[Records provided]
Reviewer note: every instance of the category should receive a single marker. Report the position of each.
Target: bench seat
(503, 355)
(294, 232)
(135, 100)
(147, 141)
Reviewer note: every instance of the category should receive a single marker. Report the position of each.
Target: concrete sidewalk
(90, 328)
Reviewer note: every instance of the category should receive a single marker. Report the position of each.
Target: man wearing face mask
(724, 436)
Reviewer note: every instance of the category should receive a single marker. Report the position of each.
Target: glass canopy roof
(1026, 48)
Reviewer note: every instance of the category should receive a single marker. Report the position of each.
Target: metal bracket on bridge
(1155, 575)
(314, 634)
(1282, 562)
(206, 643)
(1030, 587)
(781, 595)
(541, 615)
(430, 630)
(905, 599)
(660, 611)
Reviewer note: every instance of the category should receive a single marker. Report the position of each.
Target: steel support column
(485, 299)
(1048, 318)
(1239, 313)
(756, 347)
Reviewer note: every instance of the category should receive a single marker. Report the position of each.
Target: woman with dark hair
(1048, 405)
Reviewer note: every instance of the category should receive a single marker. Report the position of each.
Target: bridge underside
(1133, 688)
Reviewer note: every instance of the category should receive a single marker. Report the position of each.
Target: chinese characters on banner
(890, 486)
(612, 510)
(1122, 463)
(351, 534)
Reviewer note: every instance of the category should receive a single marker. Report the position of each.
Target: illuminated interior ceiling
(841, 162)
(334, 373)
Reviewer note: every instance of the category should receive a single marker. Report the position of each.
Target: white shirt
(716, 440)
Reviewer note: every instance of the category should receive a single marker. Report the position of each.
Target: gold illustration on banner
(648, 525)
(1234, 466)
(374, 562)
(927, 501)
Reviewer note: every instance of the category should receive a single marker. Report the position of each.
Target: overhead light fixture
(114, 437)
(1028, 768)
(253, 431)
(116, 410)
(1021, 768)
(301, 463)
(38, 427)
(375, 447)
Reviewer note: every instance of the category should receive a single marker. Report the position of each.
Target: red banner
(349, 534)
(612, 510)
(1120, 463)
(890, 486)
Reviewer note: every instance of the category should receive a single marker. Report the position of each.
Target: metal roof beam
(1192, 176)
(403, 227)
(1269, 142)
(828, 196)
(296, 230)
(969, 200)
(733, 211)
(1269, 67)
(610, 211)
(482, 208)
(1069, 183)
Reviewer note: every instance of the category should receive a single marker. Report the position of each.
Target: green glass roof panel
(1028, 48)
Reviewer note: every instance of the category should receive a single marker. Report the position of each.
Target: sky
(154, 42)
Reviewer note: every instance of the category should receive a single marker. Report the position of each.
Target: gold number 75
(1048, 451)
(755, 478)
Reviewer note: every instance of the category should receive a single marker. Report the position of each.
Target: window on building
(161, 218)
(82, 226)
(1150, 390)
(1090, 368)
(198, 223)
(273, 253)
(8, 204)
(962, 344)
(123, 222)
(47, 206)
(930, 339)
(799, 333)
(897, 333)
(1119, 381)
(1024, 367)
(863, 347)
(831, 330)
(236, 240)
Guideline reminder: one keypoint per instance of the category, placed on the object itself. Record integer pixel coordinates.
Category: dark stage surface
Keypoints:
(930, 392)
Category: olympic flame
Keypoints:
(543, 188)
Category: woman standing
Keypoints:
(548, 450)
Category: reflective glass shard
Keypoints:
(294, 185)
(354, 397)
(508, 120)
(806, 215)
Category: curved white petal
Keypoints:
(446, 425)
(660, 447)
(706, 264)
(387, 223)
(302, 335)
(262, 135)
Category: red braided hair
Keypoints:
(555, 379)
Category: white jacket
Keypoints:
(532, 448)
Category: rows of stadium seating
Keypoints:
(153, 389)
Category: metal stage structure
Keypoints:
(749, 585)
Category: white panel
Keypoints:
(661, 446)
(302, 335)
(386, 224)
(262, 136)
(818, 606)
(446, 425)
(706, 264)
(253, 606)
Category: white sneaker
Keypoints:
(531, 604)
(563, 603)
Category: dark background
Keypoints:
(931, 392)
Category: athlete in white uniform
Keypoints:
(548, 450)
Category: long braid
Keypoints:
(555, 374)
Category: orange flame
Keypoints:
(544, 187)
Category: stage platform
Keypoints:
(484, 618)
[/Records provided]
**What you need to do:**
Copy each line above that has the word "stage".

**Result of the task:**
Category: dark stage surface
Category: metal stage structure
Category: stage platform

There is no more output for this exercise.